** What the exercise asks **
Scan the data below. Pull out each line where "dark" occurs.

Stored items:
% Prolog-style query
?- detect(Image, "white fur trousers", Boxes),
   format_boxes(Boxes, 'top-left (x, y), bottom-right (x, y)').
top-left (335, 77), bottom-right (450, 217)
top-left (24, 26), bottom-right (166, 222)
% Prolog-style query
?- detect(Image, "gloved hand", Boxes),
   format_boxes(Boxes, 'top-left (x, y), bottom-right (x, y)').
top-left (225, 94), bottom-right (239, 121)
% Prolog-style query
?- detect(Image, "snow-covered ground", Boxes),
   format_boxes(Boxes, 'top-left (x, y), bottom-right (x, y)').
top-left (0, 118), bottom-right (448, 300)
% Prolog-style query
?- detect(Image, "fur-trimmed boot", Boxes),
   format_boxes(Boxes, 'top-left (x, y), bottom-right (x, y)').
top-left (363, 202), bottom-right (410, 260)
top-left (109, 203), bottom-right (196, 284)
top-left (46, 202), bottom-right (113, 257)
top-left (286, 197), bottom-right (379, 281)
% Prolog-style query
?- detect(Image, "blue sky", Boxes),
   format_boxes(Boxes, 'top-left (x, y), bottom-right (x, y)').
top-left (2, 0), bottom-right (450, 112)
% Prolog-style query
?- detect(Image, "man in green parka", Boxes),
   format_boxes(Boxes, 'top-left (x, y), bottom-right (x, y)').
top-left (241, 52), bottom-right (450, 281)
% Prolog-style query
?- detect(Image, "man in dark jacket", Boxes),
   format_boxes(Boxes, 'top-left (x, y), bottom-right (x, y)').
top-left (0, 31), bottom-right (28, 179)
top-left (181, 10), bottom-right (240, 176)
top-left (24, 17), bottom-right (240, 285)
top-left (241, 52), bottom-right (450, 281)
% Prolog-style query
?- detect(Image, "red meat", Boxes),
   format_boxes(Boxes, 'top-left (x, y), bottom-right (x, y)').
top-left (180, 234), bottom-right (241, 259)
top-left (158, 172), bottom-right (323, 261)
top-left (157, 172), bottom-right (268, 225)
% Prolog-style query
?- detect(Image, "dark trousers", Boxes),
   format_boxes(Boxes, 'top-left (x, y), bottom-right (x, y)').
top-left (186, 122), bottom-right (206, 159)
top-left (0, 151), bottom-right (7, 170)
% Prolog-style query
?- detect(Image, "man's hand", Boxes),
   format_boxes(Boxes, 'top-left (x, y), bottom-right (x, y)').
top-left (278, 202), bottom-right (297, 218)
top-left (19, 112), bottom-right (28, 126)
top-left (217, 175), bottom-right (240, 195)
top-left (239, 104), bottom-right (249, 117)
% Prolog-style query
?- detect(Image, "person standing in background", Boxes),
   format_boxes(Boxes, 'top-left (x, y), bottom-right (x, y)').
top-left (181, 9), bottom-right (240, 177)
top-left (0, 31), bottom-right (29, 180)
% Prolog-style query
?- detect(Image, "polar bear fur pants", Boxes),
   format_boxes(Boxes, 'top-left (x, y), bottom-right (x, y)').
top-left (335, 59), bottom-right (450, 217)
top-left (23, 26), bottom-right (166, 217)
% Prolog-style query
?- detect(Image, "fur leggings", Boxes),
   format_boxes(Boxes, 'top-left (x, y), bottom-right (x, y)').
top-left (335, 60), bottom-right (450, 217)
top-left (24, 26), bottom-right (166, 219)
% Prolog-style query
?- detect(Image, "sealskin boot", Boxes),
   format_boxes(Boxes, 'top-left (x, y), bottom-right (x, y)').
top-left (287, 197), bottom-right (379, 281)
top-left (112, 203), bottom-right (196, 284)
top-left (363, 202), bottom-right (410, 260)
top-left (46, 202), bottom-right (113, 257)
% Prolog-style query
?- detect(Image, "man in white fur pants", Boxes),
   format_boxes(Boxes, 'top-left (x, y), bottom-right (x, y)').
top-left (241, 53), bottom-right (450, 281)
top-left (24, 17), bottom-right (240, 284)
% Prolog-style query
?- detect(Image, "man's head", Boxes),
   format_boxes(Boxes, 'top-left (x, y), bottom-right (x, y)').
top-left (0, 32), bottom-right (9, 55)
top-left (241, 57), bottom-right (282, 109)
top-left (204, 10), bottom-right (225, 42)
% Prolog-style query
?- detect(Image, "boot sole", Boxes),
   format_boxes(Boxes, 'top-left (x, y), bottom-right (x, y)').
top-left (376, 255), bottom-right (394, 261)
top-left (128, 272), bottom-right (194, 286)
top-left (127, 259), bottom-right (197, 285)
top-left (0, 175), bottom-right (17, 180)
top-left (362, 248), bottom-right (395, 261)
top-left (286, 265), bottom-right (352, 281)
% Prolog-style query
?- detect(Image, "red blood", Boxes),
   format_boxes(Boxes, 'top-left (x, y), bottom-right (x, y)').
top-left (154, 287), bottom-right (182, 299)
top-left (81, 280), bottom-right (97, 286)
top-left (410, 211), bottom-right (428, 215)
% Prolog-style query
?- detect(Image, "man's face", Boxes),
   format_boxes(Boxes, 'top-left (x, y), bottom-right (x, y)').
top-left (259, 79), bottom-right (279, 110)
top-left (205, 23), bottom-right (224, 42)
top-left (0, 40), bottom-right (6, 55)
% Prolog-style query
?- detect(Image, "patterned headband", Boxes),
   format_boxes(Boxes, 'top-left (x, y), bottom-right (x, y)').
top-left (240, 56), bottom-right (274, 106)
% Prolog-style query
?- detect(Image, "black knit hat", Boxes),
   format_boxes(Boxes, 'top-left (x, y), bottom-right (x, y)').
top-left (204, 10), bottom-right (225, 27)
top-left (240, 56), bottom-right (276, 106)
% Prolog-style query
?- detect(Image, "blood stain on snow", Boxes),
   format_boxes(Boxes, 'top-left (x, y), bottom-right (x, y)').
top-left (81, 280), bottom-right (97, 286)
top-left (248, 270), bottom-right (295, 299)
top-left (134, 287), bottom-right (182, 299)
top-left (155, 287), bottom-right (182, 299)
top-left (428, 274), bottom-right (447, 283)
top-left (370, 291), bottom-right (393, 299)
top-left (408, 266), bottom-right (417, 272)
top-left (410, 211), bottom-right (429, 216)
...
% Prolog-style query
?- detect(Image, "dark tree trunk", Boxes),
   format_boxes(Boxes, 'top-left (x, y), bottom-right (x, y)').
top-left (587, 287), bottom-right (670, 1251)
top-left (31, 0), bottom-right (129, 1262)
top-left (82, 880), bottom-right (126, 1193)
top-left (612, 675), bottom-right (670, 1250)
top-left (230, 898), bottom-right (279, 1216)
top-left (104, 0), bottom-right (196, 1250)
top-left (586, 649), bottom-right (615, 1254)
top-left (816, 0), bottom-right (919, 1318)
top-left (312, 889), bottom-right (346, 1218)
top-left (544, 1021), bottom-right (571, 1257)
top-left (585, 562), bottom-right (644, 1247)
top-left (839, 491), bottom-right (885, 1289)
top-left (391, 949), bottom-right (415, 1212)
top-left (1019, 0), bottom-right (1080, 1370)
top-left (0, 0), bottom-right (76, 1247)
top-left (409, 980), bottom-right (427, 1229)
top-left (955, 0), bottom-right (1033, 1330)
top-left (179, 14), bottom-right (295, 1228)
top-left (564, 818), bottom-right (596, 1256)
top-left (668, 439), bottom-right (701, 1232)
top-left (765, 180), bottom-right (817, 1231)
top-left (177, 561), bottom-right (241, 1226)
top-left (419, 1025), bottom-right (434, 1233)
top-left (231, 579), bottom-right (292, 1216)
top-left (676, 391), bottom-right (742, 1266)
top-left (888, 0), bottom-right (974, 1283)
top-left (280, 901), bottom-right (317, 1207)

** Answer for this exercise **
?- detect(Image, "man in dark jacket", Boxes),
?- detect(Image, "dark trousers", Boxes),
?- detect(Image, "dark tree trunk", Boxes),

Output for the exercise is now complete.